▶ Try it:
Show every line from the entries that follow which holds the word "prompts".

▶ Material to process:
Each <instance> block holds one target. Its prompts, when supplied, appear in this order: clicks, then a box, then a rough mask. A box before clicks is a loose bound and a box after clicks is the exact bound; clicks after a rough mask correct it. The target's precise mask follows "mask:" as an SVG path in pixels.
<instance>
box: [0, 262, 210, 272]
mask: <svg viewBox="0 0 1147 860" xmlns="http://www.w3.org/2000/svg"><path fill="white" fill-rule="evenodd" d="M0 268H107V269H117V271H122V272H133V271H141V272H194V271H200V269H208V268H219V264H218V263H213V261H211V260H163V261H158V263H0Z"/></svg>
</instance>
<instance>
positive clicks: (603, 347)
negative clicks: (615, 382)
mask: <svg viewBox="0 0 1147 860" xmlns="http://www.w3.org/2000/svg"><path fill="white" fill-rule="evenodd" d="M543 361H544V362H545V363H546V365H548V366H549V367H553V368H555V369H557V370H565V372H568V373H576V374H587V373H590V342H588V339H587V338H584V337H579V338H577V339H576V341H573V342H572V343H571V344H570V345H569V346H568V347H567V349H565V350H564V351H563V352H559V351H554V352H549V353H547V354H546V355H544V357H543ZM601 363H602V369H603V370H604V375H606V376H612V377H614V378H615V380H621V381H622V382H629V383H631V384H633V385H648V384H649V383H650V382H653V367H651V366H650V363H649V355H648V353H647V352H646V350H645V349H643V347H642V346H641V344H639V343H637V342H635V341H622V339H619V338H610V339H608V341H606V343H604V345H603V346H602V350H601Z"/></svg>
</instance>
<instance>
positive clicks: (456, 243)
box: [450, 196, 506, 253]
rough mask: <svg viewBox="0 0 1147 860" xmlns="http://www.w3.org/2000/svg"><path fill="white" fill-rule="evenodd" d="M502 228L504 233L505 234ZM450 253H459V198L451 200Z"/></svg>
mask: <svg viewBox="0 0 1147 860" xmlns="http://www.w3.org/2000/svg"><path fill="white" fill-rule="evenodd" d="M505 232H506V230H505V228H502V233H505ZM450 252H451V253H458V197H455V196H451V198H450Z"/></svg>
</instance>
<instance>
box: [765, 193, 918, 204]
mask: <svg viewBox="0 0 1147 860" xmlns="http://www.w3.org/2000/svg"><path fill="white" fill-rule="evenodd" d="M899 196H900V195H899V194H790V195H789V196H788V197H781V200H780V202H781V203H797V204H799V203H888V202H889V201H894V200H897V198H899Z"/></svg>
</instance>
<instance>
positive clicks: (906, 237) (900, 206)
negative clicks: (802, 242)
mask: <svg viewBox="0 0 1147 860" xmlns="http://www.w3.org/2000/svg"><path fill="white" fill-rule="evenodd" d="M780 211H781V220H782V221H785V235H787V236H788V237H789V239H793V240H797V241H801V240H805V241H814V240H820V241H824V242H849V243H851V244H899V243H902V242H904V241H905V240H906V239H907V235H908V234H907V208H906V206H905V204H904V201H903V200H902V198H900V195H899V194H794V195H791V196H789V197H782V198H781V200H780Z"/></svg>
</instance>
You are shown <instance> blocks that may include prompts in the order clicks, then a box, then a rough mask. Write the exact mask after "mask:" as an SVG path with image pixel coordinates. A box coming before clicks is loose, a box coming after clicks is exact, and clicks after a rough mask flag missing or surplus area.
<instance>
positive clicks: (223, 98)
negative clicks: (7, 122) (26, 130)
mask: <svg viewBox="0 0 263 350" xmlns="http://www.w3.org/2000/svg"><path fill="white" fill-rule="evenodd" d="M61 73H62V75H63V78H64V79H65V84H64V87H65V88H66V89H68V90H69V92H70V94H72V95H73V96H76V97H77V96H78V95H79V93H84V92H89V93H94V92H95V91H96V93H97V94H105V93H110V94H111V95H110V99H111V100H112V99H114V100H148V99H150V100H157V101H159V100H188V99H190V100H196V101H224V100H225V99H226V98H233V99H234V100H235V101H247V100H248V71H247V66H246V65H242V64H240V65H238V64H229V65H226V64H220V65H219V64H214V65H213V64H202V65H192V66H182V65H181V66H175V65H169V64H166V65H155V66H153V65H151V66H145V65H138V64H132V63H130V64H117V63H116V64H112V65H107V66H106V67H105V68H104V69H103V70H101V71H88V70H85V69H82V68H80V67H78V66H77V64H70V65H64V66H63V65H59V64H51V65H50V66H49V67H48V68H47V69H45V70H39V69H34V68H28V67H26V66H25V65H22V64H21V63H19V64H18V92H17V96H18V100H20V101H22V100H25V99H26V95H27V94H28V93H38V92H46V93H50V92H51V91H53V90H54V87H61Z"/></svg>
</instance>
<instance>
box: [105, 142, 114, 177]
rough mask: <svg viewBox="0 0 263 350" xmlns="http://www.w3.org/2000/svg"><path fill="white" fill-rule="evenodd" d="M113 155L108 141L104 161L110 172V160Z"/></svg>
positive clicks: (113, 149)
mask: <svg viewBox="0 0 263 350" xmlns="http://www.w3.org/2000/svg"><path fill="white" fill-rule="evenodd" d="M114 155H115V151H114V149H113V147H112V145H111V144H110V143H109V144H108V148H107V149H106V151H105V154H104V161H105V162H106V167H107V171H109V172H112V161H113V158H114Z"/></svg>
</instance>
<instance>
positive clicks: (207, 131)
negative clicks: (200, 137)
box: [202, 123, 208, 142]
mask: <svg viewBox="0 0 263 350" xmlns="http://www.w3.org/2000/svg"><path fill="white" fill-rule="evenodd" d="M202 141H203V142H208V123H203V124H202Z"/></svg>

▶ Answer for the task:
Each <instance> block holds one target. Its prompts, when supplied, appear in this order: clicks, then a box, then a rough mask. A box before clicks is a loose bound and a box after clicks is the exact bound; clicks after a rough mask correct it. The target's precise mask follows "mask:" as an SVG path in pixels.
You are shown <instance> blocks that may include prompts in the order clicks, then a box, then a rough mask. Write the exact mask after "mask:" as an SVG path with image pixel coordinates. A box coming before clicks is loose, a box coming after clicks is exact, and clicks after a rough mask flag missing or surplus area.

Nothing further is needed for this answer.